[Entries contained in a dataset]
--

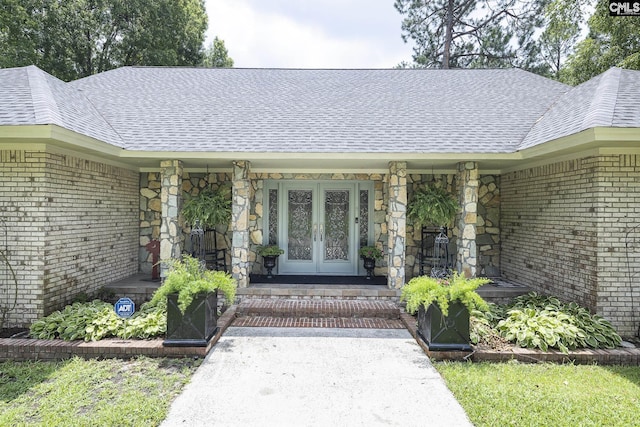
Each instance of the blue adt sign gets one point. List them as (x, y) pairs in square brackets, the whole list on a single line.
[(124, 307)]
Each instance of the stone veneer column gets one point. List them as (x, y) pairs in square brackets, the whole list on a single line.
[(396, 223), (171, 200), (468, 193), (240, 222)]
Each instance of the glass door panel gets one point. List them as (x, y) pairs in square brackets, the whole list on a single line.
[(300, 226), (319, 227), (337, 221)]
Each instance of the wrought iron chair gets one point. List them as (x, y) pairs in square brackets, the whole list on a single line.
[(205, 246)]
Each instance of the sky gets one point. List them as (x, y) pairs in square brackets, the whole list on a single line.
[(309, 33)]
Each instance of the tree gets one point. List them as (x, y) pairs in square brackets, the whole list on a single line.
[(76, 38), (561, 30), (471, 33), (613, 41), (216, 55)]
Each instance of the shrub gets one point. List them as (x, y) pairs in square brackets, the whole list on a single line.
[(543, 322), (188, 277), (424, 290), (96, 320)]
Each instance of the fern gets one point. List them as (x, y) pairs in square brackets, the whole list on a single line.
[(425, 290)]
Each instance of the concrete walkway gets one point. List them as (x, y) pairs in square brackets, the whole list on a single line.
[(316, 377)]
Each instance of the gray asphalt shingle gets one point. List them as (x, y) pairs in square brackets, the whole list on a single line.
[(293, 110)]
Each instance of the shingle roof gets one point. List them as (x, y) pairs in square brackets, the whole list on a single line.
[(29, 96), (300, 111), (611, 99), (276, 110)]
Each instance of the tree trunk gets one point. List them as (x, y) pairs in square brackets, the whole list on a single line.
[(448, 36)]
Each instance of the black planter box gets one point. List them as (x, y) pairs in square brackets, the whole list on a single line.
[(196, 326), (445, 333)]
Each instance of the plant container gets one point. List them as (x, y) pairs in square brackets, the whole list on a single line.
[(369, 265), (196, 326), (445, 333), (269, 264)]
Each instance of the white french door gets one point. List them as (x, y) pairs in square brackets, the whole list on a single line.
[(318, 228)]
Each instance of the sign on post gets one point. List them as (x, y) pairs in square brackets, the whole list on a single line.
[(124, 307)]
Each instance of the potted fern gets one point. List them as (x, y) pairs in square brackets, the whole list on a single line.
[(270, 254), (369, 255), (191, 292), (432, 205), (209, 208), (443, 306)]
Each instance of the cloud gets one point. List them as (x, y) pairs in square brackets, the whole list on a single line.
[(291, 38)]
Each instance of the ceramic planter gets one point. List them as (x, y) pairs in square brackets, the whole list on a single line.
[(196, 326), (269, 263), (369, 265), (445, 333)]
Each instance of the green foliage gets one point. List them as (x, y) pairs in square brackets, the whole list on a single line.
[(188, 278), (216, 55), (135, 391), (544, 394), (561, 30), (463, 34), (424, 290), (613, 41), (76, 38), (432, 205), (270, 250), (370, 252), (537, 321), (209, 208), (96, 320)]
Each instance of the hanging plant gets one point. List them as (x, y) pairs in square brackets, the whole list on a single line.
[(432, 205), (209, 208)]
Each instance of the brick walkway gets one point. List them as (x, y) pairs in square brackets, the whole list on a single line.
[(318, 313), (318, 322)]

--

§ **Brief**
Rewrite every line of the entries above as a numbered list, skipping blank lines and leaving out the picture.

§ **Response for this exercise**
1. Each instance of the blue adt sign gets one point. List them as (x, y) pairs in square brackets, the whole list on a single line.
2. [(124, 307)]
3. Each instance of the stone veneer column gets one point. List them as (x, y) pairs in square brackets, the whole list on a single line.
4. [(396, 223), (171, 200), (468, 193), (240, 222)]
5. Each instance of the glass door panel gets one point. List them as (x, y) pairs in square brackets, the whole list on a single line.
6. [(300, 226), (319, 227), (337, 221)]
7. Each instance of the wrought iron chair gets one point. List them as (x, y) pairs in square brackets, the whole list on a single line.
8. [(205, 246)]
9. Each instance of the sky gets one point. List them as (x, y) pairs in square brackets, the whole list on a single line.
10. [(309, 33)]
11. Each instance of the tree gets one point. List them as (x, y) pairs in square brackets, the whole list on a single line.
12. [(76, 38), (561, 30), (471, 33), (613, 41), (216, 55)]
13. Each instance of the shrub gets one point. List them as (x, y) pairs in square brackets, the whole list on a single line.
14. [(543, 322), (188, 277), (424, 290), (96, 320)]
15. Each instance of the fern gets one point. List them as (x, y) pairs in square brackets, the whole list on a single line.
16. [(425, 290)]
17. Each instance of the concrete walkway gets one point. List them as (x, y) pairs in square brackets, the whole list on a single line.
18. [(316, 377)]
19. Each instance of the gray asphalt shingle gets one point. List them as (x, y) pairs in square brackets, the whole list on a single line.
20. [(293, 110)]
21. Each instance of the shingle roof gets one point. List them as (x, y) pairs in square brackets, the whole list on a single line.
22. [(29, 96), (300, 111), (611, 99), (276, 110)]
23. Each instance of the tree trunk gets one point. List them as (x, y) pairs in square brackets, the whole list on a single line.
24. [(448, 36)]
25. Each instance of the black planter box gets one point. List them as (x, y) pairs in square brackets, the whole list on a single line.
26. [(196, 326), (445, 333)]
27. Each instance of the plant container gets one point. List them as (x, y) pairs in square brackets, the whole list on a single line.
28. [(369, 265), (196, 326), (445, 333), (269, 264)]
29. Each instance of the white french door gets one point. List them as (x, y) pairs in square brackets, the whole list on a single line.
30. [(318, 228)]
31. Each instance of the sign on post gets one point. List them as (x, y) pairs in square brackets, the whole list on a single line.
32. [(124, 307)]
33. Each instance of the potted fern gets one point. List them as (x, y) pairs in square brackets, the whole list on a single line.
34. [(270, 254), (369, 255), (191, 292), (432, 205), (209, 208), (443, 306)]
35. Each instance of the cloud gets one point. List them as (x, y) pairs in square brackets, the whole list on a single line.
36. [(291, 38)]
37. Each instance of the ceramic planter gets one point. List them as (x, y) pairs in square brackets, the whole list on a single line.
38. [(196, 326), (269, 263), (369, 265), (445, 333)]
39. Each instance of the green foliage gets one point. List them as (x, y) pairs in square brackets, the whole list on a single line.
40. [(188, 278), (216, 55), (135, 391), (544, 394), (561, 30), (463, 34), (424, 290), (613, 41), (76, 38), (432, 205), (270, 250), (370, 252), (537, 321), (209, 208), (96, 320)]
41. Each instance of the hanging plant gets one point. List them as (x, y) pairs in square brackets, the whole list on a single line.
42. [(432, 205), (209, 208)]
43. Each instance of the brick walkway gets one point. List them as (x, y) pairs in square brackets, the whole list on a single line.
44. [(318, 313), (318, 322)]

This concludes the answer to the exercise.